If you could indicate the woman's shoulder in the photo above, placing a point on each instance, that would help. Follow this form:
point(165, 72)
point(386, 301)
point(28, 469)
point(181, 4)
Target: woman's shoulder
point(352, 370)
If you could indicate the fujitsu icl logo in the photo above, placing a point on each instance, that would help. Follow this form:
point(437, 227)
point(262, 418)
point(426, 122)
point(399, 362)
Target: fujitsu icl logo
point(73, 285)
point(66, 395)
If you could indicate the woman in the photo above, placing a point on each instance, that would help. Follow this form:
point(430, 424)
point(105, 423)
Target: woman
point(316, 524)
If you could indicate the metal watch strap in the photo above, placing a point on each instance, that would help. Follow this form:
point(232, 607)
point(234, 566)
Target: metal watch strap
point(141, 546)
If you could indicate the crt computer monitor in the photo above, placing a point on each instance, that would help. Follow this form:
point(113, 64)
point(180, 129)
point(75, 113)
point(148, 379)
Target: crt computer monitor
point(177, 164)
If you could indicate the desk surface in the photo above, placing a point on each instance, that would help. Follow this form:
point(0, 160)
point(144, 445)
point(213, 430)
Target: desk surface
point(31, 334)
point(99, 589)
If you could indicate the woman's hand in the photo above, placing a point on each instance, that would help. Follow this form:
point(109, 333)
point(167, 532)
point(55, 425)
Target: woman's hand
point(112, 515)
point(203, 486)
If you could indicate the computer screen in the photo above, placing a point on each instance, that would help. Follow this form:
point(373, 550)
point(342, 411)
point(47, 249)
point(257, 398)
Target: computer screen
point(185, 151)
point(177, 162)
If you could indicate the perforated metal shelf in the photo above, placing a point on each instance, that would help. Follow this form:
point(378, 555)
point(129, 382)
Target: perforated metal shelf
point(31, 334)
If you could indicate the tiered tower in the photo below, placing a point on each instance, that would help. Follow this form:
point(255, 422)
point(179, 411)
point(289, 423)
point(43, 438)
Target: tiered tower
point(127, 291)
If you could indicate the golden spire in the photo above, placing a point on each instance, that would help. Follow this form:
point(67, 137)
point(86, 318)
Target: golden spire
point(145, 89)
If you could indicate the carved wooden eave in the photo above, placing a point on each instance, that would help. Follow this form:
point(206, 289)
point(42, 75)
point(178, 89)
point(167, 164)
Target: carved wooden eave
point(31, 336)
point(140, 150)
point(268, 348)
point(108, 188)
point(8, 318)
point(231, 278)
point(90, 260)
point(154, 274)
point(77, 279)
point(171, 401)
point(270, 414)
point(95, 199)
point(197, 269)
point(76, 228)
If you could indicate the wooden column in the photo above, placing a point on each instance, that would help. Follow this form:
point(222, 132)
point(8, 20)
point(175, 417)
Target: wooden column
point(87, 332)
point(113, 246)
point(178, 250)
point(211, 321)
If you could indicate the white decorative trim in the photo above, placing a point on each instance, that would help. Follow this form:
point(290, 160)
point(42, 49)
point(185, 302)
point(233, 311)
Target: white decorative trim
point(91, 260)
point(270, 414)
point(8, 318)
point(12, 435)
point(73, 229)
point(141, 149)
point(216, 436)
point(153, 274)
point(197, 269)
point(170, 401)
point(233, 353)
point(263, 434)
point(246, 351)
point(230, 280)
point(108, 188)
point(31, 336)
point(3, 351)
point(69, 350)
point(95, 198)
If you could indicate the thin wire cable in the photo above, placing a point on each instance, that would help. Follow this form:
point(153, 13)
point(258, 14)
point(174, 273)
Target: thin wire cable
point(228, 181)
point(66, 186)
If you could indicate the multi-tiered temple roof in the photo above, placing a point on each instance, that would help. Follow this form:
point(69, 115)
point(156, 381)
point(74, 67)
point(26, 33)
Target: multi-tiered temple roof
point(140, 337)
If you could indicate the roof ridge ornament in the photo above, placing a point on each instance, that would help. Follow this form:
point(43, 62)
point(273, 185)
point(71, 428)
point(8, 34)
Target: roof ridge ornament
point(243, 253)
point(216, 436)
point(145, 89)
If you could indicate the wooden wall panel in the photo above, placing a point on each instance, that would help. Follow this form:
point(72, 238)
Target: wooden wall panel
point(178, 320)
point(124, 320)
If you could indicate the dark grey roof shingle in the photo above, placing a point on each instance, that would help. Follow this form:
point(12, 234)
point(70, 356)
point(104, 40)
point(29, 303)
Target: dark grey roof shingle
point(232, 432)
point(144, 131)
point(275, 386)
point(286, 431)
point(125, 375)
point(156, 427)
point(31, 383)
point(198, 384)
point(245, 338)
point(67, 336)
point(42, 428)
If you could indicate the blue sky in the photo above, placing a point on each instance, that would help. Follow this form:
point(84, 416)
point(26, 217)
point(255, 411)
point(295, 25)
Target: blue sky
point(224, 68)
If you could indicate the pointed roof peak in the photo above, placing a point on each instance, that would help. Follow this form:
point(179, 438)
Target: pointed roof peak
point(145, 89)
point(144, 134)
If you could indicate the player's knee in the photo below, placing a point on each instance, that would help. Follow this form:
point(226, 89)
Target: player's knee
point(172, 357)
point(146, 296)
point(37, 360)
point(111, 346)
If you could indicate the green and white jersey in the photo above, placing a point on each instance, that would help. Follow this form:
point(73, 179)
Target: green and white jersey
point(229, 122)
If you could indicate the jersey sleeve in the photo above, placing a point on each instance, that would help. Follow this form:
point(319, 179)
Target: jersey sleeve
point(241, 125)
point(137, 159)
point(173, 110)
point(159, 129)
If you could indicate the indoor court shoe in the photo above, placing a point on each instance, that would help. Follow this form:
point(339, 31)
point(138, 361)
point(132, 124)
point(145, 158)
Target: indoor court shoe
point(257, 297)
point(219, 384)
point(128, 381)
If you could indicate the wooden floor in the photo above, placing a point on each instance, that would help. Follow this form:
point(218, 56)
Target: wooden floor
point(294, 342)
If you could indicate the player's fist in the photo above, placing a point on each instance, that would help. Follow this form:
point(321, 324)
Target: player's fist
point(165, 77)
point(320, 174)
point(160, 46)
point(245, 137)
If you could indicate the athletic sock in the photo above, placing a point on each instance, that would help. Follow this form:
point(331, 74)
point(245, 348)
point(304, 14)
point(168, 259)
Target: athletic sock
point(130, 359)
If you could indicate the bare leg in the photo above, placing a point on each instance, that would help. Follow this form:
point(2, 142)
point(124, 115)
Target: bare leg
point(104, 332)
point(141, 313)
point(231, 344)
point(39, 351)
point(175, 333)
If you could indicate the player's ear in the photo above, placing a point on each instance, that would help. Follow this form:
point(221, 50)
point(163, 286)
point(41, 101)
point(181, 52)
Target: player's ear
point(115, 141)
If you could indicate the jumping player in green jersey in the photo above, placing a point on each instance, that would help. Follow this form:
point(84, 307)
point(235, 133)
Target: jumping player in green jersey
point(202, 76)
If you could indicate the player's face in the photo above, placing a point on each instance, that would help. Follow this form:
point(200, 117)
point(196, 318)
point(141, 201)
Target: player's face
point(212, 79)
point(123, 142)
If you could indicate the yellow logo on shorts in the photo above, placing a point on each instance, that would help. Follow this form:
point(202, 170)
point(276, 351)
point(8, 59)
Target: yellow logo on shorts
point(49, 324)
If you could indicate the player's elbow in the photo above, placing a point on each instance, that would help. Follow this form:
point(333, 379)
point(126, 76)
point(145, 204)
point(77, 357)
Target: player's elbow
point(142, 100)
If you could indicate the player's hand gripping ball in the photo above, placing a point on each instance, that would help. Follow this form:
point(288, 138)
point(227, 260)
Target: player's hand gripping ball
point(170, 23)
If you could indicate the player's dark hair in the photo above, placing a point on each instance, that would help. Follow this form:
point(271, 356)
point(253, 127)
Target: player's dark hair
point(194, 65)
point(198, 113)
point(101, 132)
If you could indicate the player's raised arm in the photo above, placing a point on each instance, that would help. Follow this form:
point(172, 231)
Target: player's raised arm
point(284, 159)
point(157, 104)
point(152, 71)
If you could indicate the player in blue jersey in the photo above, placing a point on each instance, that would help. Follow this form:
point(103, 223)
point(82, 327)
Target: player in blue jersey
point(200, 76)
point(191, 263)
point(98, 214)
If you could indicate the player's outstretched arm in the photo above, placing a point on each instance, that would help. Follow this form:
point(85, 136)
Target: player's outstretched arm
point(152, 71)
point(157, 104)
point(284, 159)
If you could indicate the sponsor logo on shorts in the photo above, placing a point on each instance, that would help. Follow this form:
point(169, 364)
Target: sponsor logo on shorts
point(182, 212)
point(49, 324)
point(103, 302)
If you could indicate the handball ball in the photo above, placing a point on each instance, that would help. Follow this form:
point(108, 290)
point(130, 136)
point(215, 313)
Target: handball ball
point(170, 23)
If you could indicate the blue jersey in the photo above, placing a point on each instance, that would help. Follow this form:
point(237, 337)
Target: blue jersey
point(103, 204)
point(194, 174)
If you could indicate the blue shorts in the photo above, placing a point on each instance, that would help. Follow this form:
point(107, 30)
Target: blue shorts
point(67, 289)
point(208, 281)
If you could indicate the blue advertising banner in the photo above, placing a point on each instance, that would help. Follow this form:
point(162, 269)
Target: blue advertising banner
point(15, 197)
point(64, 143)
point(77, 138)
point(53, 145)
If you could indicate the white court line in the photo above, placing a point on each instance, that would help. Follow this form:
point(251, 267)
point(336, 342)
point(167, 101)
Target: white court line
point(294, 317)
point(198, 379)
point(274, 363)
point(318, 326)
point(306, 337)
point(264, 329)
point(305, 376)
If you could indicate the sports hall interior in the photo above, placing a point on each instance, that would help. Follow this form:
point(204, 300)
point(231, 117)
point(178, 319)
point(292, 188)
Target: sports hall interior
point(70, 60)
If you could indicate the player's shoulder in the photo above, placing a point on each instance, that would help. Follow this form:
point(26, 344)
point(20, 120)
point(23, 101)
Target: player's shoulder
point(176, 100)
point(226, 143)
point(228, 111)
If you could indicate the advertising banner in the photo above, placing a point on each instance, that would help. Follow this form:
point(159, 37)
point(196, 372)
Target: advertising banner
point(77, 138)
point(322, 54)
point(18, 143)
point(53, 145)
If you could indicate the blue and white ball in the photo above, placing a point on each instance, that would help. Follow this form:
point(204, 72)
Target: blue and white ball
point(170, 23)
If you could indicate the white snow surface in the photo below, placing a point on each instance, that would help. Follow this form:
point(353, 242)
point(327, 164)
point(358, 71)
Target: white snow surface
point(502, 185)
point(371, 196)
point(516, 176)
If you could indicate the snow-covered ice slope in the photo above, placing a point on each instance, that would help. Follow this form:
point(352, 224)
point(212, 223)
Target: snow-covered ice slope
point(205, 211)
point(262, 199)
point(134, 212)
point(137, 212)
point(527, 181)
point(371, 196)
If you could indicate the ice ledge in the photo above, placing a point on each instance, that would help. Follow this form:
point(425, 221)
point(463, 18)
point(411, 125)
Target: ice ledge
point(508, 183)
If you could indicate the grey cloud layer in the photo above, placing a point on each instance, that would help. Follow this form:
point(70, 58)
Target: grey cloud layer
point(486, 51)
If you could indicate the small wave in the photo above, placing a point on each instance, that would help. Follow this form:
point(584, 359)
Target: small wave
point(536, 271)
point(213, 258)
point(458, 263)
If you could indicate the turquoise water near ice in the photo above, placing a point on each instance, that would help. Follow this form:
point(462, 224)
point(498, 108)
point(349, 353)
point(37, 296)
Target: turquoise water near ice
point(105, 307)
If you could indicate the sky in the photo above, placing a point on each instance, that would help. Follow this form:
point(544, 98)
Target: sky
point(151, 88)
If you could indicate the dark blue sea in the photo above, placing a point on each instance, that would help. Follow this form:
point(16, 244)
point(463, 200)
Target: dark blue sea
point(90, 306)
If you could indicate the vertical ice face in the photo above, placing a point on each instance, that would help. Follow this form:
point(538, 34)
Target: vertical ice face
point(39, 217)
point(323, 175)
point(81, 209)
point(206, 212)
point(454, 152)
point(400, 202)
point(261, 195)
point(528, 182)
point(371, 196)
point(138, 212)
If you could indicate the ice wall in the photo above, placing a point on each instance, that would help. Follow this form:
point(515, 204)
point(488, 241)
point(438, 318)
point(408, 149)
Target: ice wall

_ _ _ _ _

Directions -> Update the lines beginning with the first one and stopping after the line that contains "point(141, 546)", replacing "Target" with "Object" throughout and leaving everything else unchanged.

Answer below ->
If you could indicate the woman's shoulder in the photo above, placing a point on each instance, that would help. Follow this form:
point(165, 72)
point(386, 301)
point(28, 469)
point(181, 4)
Object: woman's shoulder
point(352, 370)
If you could indicate the fujitsu icl logo in the photo above, placing a point on each instance, that would help. Follow this form:
point(437, 227)
point(262, 418)
point(426, 122)
point(399, 362)
Object: fujitsu icl logo
point(73, 285)
point(66, 395)
If you could indicate the woman in the photo above, placing a point on each instance, that would help. Follow this form:
point(430, 424)
point(105, 423)
Object: woman
point(316, 524)
If you could indicate the metal watch strap in the photo above, placing a point on each instance, that would help. Follow this form:
point(232, 607)
point(234, 566)
Object: metal watch strap
point(141, 546)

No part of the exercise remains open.